ZIEL DER AUFGABE -
Ordne alle Zeilen der folgenden Auflistung als Markdown-Tabelle mit den Spalten „Nummer“ und „Eintrag“ an, wobei jede Zeile eine fortlaufende Nummer erhält. Leerzeilen werden dabei weggelassen.

VORLIEGENDE AUFLISTUNG -
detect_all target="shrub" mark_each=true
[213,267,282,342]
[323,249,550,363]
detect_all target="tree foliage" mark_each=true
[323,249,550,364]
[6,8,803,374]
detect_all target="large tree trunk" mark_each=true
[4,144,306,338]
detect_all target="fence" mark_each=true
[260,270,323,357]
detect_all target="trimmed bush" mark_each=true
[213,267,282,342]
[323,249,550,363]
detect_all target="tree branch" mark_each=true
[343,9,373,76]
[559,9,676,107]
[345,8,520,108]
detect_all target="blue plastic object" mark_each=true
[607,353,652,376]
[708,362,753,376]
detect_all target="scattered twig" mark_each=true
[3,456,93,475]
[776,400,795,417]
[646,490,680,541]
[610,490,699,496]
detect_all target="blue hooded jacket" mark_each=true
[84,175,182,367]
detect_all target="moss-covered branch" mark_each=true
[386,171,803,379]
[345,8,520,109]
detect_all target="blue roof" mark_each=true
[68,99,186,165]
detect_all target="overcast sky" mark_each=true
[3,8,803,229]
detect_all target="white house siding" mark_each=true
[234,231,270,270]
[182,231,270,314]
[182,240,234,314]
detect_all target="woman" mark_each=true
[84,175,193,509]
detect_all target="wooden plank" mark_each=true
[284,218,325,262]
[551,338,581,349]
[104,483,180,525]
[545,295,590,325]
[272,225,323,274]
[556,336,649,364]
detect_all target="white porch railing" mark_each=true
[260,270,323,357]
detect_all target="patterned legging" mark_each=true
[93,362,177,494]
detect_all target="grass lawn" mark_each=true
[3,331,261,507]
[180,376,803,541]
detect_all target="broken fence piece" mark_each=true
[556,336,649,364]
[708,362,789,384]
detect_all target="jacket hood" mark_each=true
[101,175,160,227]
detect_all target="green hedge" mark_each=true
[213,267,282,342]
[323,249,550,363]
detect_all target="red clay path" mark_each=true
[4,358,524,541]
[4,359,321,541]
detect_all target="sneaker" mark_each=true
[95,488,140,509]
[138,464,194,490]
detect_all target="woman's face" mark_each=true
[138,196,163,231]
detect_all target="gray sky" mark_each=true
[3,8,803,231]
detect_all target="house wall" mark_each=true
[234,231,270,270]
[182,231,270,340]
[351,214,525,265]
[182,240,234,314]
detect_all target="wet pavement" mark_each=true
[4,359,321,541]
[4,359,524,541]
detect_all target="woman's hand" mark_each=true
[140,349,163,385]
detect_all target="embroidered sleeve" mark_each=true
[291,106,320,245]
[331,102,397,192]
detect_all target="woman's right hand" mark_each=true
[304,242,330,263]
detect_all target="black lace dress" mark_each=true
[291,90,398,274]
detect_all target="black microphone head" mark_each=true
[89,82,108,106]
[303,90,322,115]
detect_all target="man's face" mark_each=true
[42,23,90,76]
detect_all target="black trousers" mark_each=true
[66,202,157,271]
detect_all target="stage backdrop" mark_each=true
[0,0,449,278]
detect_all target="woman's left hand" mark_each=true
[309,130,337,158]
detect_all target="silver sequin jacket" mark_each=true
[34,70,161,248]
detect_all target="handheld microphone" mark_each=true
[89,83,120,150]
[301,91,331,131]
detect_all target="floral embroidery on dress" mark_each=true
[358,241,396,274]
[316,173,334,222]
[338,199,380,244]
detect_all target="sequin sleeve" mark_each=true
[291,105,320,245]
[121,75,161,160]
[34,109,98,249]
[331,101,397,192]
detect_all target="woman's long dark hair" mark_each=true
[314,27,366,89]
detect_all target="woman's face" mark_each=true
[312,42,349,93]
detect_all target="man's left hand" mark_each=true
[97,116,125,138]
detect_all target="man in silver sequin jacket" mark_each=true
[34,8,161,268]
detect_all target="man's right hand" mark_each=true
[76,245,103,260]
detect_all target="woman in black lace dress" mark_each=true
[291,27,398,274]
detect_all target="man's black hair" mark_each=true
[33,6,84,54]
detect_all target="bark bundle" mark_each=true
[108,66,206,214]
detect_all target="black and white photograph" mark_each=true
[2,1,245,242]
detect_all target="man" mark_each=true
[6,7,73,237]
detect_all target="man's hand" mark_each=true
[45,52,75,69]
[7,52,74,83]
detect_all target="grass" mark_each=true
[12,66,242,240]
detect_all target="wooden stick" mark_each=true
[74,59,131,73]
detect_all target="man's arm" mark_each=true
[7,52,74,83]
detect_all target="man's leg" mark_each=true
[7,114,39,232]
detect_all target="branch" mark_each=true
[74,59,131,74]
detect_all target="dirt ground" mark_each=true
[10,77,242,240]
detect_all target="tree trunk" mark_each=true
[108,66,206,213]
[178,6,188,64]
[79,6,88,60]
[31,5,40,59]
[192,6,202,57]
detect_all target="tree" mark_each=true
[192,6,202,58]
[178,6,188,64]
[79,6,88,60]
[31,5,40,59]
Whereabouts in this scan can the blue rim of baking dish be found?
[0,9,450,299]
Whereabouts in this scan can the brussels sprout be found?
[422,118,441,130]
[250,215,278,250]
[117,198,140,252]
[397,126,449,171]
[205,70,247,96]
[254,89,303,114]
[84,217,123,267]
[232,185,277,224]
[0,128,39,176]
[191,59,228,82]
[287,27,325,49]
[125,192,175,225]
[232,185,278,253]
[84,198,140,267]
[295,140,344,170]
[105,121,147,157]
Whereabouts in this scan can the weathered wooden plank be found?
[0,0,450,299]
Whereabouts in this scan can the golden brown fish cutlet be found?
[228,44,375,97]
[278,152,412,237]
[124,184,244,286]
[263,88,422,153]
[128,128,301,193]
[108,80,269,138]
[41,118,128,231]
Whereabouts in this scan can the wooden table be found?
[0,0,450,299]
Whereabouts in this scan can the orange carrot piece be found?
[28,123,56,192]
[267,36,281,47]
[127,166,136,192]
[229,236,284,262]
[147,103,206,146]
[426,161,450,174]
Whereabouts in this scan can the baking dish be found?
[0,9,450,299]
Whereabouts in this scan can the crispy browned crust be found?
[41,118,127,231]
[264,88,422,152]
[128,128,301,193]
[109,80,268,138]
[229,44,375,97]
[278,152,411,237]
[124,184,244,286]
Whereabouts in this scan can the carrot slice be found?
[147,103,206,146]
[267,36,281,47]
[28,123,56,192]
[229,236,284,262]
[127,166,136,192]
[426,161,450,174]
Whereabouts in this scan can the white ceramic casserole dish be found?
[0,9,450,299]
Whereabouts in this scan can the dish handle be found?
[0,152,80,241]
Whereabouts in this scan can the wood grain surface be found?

LÖSUNG SIEHE UNTEN -
| Nummer | Eintrag |
|---|---|
| 1 | detect_all target="shrub" mark_each=true |
| 2 | [213,267,282,342] |
| 3 | [323,249,550,363] |
| 4 | detect_all target="tree foliage" mark_each=true |
| 5 | [323,249,550,364] |
| 6 | [6,8,803,374] |
| 7 | detect_all target="large tree trunk" mark_each=true |
| 8 | [4,144,306,338] |
| 9 | detect_all target="fence" mark_each=true |
| 10 | [260,270,323,357] |
| 11 | detect_all target="trimmed bush" mark_each=true |
| 12 | [213,267,282,342] |
| 13 | [323,249,550,363] |
| 14 | detect_all target="tree branch" mark_each=true |
| 15 | [343,9,373,76] |
| 16 | [559,9,676,107] |
| 17 | [345,8,520,108] |
| 18 | detect_all target="blue plastic object" mark_each=true |
| 19 | [607,353,652,376] |
| 20 | [708,362,753,376] |
| 21 | detect_all target="scattered twig" mark_each=true |
| 22 | [3,456,93,475] |
| 23 | [776,400,795,417] |
| 24 | [646,490,680,541] |
| 25 | [610,490,699,496] |
| 26 | detect_all target="blue hooded jacket" mark_each=true |
| 27 | [84,175,182,367] |
| 28 | detect_all target="moss-covered branch" mark_each=true |
| 29 | [386,171,803,379] |
| 30 | [345,8,520,109] |
| 31 | detect_all target="blue roof" mark_each=true |
| 32 | [68,99,186,165] |
| 33 | detect_all target="overcast sky" mark_each=true |
| 34 | [3,8,803,229] |
| 35 | detect_all target="white house siding" mark_each=true |
| 36 | [234,231,270,270] |
| 37 | [182,231,270,314] |
| 38 | [182,240,234,314] |
| 39 | detect_all target="woman" mark_each=true |
| 40 | [84,175,193,509] |
| 41 | detect_all target="wooden plank" mark_each=true |
| 42 | [284,218,325,262] |
| 43 | [551,338,581,349] |
| 44 | [104,483,180,525] |
| 45 | [545,295,590,325] |
| 46 | [272,225,323,274] |
| 47 | [556,336,649,364] |
| 48 | detect_all target="white porch railing" mark_each=true |
| 49 | [260,270,323,357] |
| 50 | detect_all target="patterned legging" mark_each=true |
| 51 | [93,362,177,494] |
| 52 | detect_all target="grass lawn" mark_each=true |
| 53 | [3,331,261,507] |
| 54 | [180,376,803,541] |
| 55 | detect_all target="broken fence piece" mark_each=true |
| 56 | [556,336,649,364] |
| 57 | [708,362,789,384] |
| 58 | detect_all target="jacket hood" mark_each=true |
| 59 | [101,175,160,227] |
| 60 | detect_all target="green hedge" mark_each=true |
| 61 | [213,267,282,342] |
| 62 | [323,249,550,363] |
| 63 | detect_all target="red clay path" mark_each=true |
| 64 | [4,358,524,541] |
| 65 | [4,359,321,541] |
| 66 | detect_all target="sneaker" mark_each=true |
| 67 | [95,488,140,509] |
| 68 | [138,464,194,490] |
| 69 | detect_all target="woman's face" mark_each=true |
| 70 | [138,196,163,231] |
| 71 | detect_all target="gray sky" mark_each=true |
| 72 | [3,8,803,231] |
| 73 | detect_all target="house wall" mark_each=true |
| 74 | [234,231,270,270] |
| 75 | [182,231,270,340] |
| 76 | [351,214,525,265] |
| 77 | [182,240,234,314] |
| 78 | detect_all target="wet pavement" mark_each=true |
| 79 | [4,359,321,541] |
| 80 | [4,359,524,541] |
| 81 | detect_all target="woman's hand" mark_each=true |
| 82 | [140,349,163,385] |
| 83 | detect_all target="embroidered sleeve" mark_each=true |
| 84 | [291,106,320,245] |
| 85 | [331,102,397,192] |
| 86 | detect_all target="woman's right hand" mark_each=true |
| 87 | [304,242,330,263] |
| 88 | detect_all target="black lace dress" mark_each=true |
| 89 | [291,90,398,274] |
| 90 | detect_all target="black microphone head" mark_each=true |
| 91 | [89,82,108,106] |
| 92 | [303,90,322,115] |
| 93 | detect_all target="man's face" mark_each=true |
| 94 | [42,23,90,76] |
| 95 | detect_all target="black trousers" mark_each=true |
| 96 | [66,202,157,271] |
| 97 | detect_all target="stage backdrop" mark_each=true |
| 98 | [0,0,449,278] |
| 99 | detect_all target="woman's left hand" mark_each=true |
| 100 | [309,130,337,158] |
| 101 | detect_all target="silver sequin jacket" mark_each=true |
| 102 | [34,70,161,248] |
| 103 | detect_all target="handheld microphone" mark_each=true |
| 104 | [89,83,120,150] |
| 105 | [301,91,331,131] |
| 106 | detect_all target="floral embroidery on dress" mark_each=true |
| 107 | [358,241,396,274] |
| 108 | [316,173,334,222] |
| 109 | [338,199,380,244] |
| 110 | detect_all target="sequin sleeve" mark_each=true |
| 111 | [291,105,320,245] |
| 112 | [121,75,161,160] |
| 113 | [34,109,98,249] |
| 114 | [331,101,397,192] |
| 115 | detect_all target="woman's long dark hair" mark_each=true |
| 116 | [314,27,366,89] |
| 117 | detect_all target="woman's face" mark_each=true |
| 118 | [312,42,349,93] |
| 119 | detect_all target="man's left hand" mark_each=true |
| 120 | [97,116,125,138] |
| 121 | detect_all target="man in silver sequin jacket" mark_each=true |
| 122 | [34,8,161,268] |
| 123 | detect_all target="man's right hand" mark_each=true |
| 124 | [76,245,103,260] |
| 125 | detect_all target="woman in black lace dress" mark_each=true |
| 126 | [291,27,398,274] |
| 127 | detect_all target="man's black hair" mark_each=true |
| 128 | [33,6,84,54] |
| 129 | detect_all target="bark bundle" mark_each=true |
| 130 | [108,66,206,214] |
| 131 | detect_all target="black and white photograph" mark_each=true |
| 132 | [2,1,245,242] |
| 133 | detect_all target="man" mark_each=true |
| 134 | [6,7,73,237] |
| 135 | detect_all target="man's hand" mark_each=true |
| 136 | [45,52,75,69] |
| 137 | [7,52,74,83] |
| 138 | detect_all target="grass" mark_each=true |
| 139 | [12,66,242,240] |
| 140 | detect_all target="wooden stick" mark_each=true |
| 141 | [74,59,131,73] |
| 142 | detect_all target="man's arm" mark_each=true |
| 143 | [7,52,74,83] |
| 144 | detect_all target="man's leg" mark_each=true |
| 145 | [7,114,39,232] |
| 146 | detect_all target="branch" mark_each=true |
| 147 | [74,59,131,74] |
| 148 | detect_all target="dirt ground" mark_each=true |
| 149 | [10,77,242,240] |
| 150 | detect_all target="tree trunk" mark_each=true |
| 151 | [108,66,206,213] |
| 152 | [178,6,188,64] |
| 153 | [79,6,88,60] |
| 154 | [31,5,40,59] |
| 155 | [192,6,202,57] |
| 156 | detect_all target="tree" mark_each=true |
| 157 | [192,6,202,58] |
| 158 | [178,6,188,64] |
| 159 | [79,6,88,60] |
| 160 | [31,5,40,59] |
| 161 | Whereabouts in this scan can the blue rim of baking dish be found? |
| 162 | [0,9,450,299] |
| 163 | Whereabouts in this scan can the brussels sprout be found? |
| 164 | [422,118,441,130] |
| 165 | [250,215,278,250] |
| 166 | [117,198,140,252] |
| 167 | [397,126,449,171] |
| 168 | [205,70,247,96] |
| 169 | [254,89,303,114] |
| 170 | [84,217,123,267] |
| 171 | [232,185,277,224] |
| 172 | [0,128,39,176] |
| 173 | [191,59,228,82] |
| 174 | [287,27,325,49] |
| 175 | [125,192,175,225] |
| 176 | [232,185,278,253] |
| 177 | [84,198,140,267] |
| 178 | [295,140,344,170] |
| 179 | [105,121,147,157] |
| 180 | Whereabouts in this scan can the weathered wooden plank be found? |
| 181 | [0,0,450,299] |
| 182 | Whereabouts in this scan can the golden brown fish cutlet be found? |
| 183 | [228,44,375,97] |
| 184 | [278,152,412,237] |
| 185 | [124,184,244,286] |
| 186 | [263,88,422,153] |
| 187 | [128,128,301,193] |
| 188 | [108,80,269,138] |
| 189 | [41,118,128,231] |
| 190 | Whereabouts in this scan can the wooden table be found? |
| 191 | [0,0,450,299] |
| 192 | Whereabouts in this scan can the orange carrot piece be found? |
| 193 | [28,123,56,192] |
| 194 | [267,36,281,47] |
| 195 | [127,166,136,192] |
| 196 | [229,236,284,262] |
| 197 | [147,103,206,146] |
| 198 | [426,161,450,174] |
| 199 | Whereabouts in this scan can the baking dish be found? |
| 200 | [0,9,450,299] |
| 201 | Whereabouts in this scan can the crispy browned crust be found? |
| 202 | [41,118,127,231] |
| 203 | [264,88,422,152] |
| 204 | [128,128,301,193] |
| 205 | [109,80,268,138] |
| 206 | [229,44,375,97] |
| 207 | [278,152,411,237] |
| 208 | [124,184,244,286] |
| 209 | Whereabouts in this scan can the carrot slice be found? |
| 210 | [147,103,206,146] |
| 211 | [267,36,281,47] |
| 212 | [28,123,56,192] |
| 213 | [229,236,284,262] |
| 214 | [127,166,136,192] |
| 215 | [426,161,450,174] |
| 216 | Whereabouts in this scan can the white ceramic casserole dish be found? |
| 217 | [0,9,450,299] |
| 218 | Whereabouts in this scan can the dish handle be found? |
| 219 | [0,152,80,241] |
| 220 | Whereabouts in this scan can the wood grain surface be found? |